[Consigne]: Recopiez sans rien changer, dans l'extrait de journal, tout le passage qui va de « J’écris quelques articles, et » jusqu'à « doctorante à l’EHESS. ».

[Passage cité]:
◆ ◆ ◆ ◆ ◆ ◆ ◆

Au moment de me coucher, je cherche à mettre la main sur un dessin de Voutch qui illustre le travail du fait-diversier. Grâce à ma chérie, je le trouve.

27 février
Le matin, le plus souvent, je cours et je lis les journaux des autres. Ce matin, je ne cours pas, j’ai toujours mal au mollet, alors je lis, et je lis Guillaume Vissac :

Écrire ne devrait-il pas être une activité en soi, déconnectée complètement de toute autre dimension (de reprise, de correction, d’ouverture à d’autres via la lecture, de prospection éditoriale, de promotion, de communication, etc.) ? Je veux dire : il y a courir pour se plier à un programme de préparation sportive (entrainement, volonté d’être en meilleure condition physique, etc.), courir pour une performance (marathon, etc.), et il y a courir pour courir.

J’écris quelques articles, et le fait d’avoir travaillé un peu me permet de penser que j’ai travaillé suffisamment. Je vais me faire couper les cheveux. Je n’ai pas droit au siège massant, je suis un peu déçu (j’avais l’espoir que les rouleaux à pâtisserie dénouent par magie mon nœud au mollet.) La coiffeuse me parle retard des clients et sortie de confinement. Je découvre que la jeune rappeuse que je dois interviewer demain est doctorante à l’EHESS.

◆ ◆ ◆ ◆ ◆ ◆ ◆

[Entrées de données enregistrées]
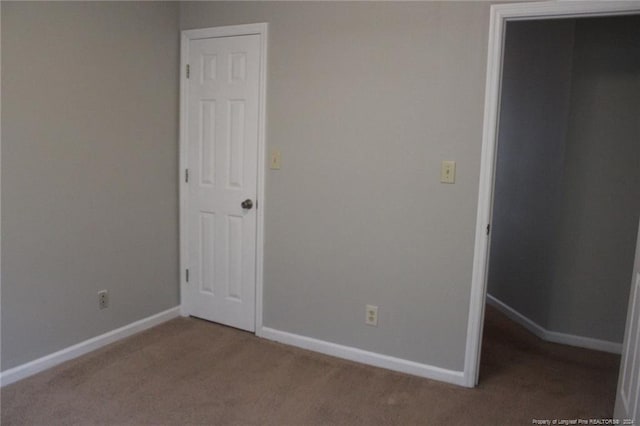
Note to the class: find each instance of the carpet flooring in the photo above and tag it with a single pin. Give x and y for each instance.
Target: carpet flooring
(191, 372)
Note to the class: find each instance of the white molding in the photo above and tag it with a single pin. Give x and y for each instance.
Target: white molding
(260, 29)
(36, 366)
(364, 357)
(499, 15)
(554, 336)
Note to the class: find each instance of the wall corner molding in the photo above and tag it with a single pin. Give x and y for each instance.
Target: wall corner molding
(23, 371)
(364, 357)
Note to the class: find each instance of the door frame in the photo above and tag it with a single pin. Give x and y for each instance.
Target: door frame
(259, 29)
(500, 15)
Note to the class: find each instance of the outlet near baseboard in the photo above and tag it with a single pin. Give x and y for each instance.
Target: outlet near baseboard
(103, 299)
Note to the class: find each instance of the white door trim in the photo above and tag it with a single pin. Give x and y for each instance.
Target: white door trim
(500, 14)
(227, 31)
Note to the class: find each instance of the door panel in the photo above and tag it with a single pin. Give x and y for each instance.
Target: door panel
(222, 127)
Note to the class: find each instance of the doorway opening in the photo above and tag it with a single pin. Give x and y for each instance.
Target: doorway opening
(563, 220)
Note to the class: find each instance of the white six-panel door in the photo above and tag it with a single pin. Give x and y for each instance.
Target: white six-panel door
(222, 108)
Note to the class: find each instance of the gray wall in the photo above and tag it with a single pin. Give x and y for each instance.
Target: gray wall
(364, 101)
(89, 170)
(572, 276)
(599, 212)
(533, 126)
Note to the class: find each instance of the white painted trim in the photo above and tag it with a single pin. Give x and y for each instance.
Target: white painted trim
(260, 29)
(364, 357)
(499, 16)
(25, 370)
(554, 336)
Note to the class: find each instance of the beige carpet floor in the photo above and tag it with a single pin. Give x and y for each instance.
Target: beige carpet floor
(189, 371)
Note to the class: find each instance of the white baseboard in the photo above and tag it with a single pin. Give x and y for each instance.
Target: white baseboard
(364, 357)
(554, 336)
(25, 370)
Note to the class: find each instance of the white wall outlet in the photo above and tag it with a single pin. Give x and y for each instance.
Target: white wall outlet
(372, 315)
(103, 299)
(448, 172)
(274, 162)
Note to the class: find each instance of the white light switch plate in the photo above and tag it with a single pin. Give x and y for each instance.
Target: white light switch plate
(448, 172)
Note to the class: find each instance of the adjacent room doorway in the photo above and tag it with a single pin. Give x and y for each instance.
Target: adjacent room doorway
(222, 153)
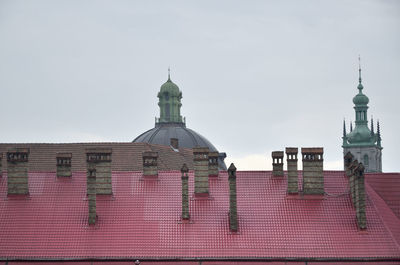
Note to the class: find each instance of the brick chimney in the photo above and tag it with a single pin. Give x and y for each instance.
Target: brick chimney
(277, 163)
(213, 164)
(17, 171)
(150, 168)
(64, 164)
(348, 159)
(1, 164)
(233, 222)
(200, 157)
(291, 158)
(352, 167)
(185, 192)
(174, 143)
(359, 185)
(313, 164)
(91, 192)
(100, 159)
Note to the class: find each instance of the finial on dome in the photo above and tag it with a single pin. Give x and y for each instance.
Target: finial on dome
(360, 86)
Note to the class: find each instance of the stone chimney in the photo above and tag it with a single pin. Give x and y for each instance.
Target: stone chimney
(213, 164)
(233, 222)
(100, 159)
(200, 157)
(91, 191)
(277, 163)
(352, 167)
(64, 164)
(185, 192)
(291, 157)
(150, 168)
(17, 171)
(313, 177)
(348, 159)
(174, 143)
(359, 185)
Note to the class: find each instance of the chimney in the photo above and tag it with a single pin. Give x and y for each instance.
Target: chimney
(352, 167)
(150, 168)
(63, 164)
(348, 159)
(233, 223)
(91, 191)
(17, 171)
(213, 164)
(360, 196)
(174, 143)
(313, 177)
(291, 157)
(277, 163)
(1, 164)
(185, 192)
(100, 159)
(200, 157)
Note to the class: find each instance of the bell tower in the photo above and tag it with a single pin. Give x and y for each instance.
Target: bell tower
(362, 142)
(169, 102)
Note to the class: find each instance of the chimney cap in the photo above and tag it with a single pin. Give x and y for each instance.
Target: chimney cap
(312, 150)
(292, 150)
(98, 150)
(199, 149)
(277, 153)
(184, 168)
(213, 154)
(19, 150)
(64, 155)
(232, 171)
(150, 154)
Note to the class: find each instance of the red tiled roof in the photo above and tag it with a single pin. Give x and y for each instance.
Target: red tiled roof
(142, 221)
(387, 185)
(125, 156)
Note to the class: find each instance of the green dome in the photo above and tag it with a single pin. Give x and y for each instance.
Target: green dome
(360, 99)
(170, 87)
(361, 134)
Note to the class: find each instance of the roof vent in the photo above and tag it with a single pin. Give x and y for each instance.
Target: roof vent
(200, 157)
(17, 171)
(175, 144)
(291, 160)
(64, 164)
(313, 177)
(100, 159)
(150, 168)
(213, 164)
(277, 163)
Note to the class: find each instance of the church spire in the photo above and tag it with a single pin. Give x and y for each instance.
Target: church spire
(372, 125)
(379, 135)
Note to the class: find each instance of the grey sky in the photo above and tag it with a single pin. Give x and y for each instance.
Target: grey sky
(256, 76)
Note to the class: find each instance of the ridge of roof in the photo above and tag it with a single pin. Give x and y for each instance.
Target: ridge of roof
(385, 214)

◆ ◆ ◆ ◆ ◆ ◆ ◆

[Réponse attendue]:
J’écris quelques articles, et le fait d’avoir travaillé un peu me permet de penser que j’ai travaillé suffisamment. Je vais me faire couper les cheveux. Je n’ai pas droit au siège massant, je suis un peu déçu (j’avais l’espoir que les rouleaux à pâtisserie dénouent par magie mon nœud au mollet.) La coiffeuse me parle retard des clients et sortie de confinement. Je découvre que la jeune rappeuse que je dois interviewer demain est doctorante à l’EHESS.